::: EXTRACTED DATA

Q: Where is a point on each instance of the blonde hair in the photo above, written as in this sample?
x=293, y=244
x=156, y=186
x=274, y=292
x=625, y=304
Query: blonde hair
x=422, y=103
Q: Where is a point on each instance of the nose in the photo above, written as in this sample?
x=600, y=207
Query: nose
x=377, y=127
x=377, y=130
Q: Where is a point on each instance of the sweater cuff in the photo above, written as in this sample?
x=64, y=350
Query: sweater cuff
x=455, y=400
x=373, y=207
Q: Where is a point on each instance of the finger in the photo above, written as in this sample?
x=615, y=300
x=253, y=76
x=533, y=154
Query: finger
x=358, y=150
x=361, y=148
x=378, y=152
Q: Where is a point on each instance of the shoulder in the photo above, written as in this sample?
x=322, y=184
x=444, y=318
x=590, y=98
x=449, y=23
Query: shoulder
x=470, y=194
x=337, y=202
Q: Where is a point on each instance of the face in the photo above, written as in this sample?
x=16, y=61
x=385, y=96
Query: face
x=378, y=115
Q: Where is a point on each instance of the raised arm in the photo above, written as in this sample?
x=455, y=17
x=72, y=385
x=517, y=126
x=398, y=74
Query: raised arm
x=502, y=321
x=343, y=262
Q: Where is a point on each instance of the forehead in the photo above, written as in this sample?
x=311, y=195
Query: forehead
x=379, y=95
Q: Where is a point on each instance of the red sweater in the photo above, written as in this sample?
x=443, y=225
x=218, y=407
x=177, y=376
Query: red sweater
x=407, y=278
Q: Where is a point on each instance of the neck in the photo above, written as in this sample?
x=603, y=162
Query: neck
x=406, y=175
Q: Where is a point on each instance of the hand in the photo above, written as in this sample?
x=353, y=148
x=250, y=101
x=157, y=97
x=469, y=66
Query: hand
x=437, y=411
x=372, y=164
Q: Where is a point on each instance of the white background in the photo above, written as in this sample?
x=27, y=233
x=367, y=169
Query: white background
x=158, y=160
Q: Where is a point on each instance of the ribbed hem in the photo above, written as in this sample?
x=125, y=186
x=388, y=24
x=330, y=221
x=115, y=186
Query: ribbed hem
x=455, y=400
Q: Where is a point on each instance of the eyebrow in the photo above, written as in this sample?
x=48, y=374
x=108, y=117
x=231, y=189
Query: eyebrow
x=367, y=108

::::::
::: EXTRACTED DATA

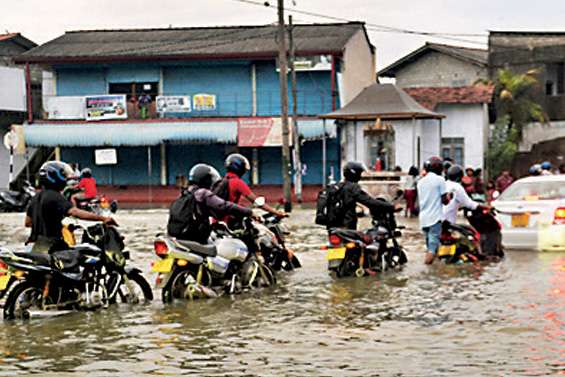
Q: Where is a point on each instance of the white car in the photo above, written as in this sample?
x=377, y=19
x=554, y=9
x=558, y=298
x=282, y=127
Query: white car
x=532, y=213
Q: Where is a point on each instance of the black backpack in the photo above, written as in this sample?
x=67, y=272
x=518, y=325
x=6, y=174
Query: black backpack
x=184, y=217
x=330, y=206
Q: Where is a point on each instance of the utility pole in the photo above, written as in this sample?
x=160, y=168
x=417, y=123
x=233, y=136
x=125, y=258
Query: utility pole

::::::

#### WHAT YOU ARE ASKED TO DO
Reproduce the listing verbatim, starting with the line containing "Q: Where is a point on each instance of the blonde" and continuing through the line containing "x=373, y=207".

#### CORRECT RESPONSE
Q: Where is a point on each instance of the blonde hair in the photo above, written as in this sample?
x=293, y=244
x=156, y=186
x=274, y=292
x=625, y=304
Query: blonde hair
x=422, y=103
Q: Where is a point on each instance of the nose in the photo above, written as in this sample?
x=600, y=207
Query: nose
x=377, y=127
x=377, y=130
Q: Where is a point on each instance of the sweater cuff in the photo above, written as in this sample?
x=64, y=350
Query: sweater cuff
x=455, y=400
x=373, y=207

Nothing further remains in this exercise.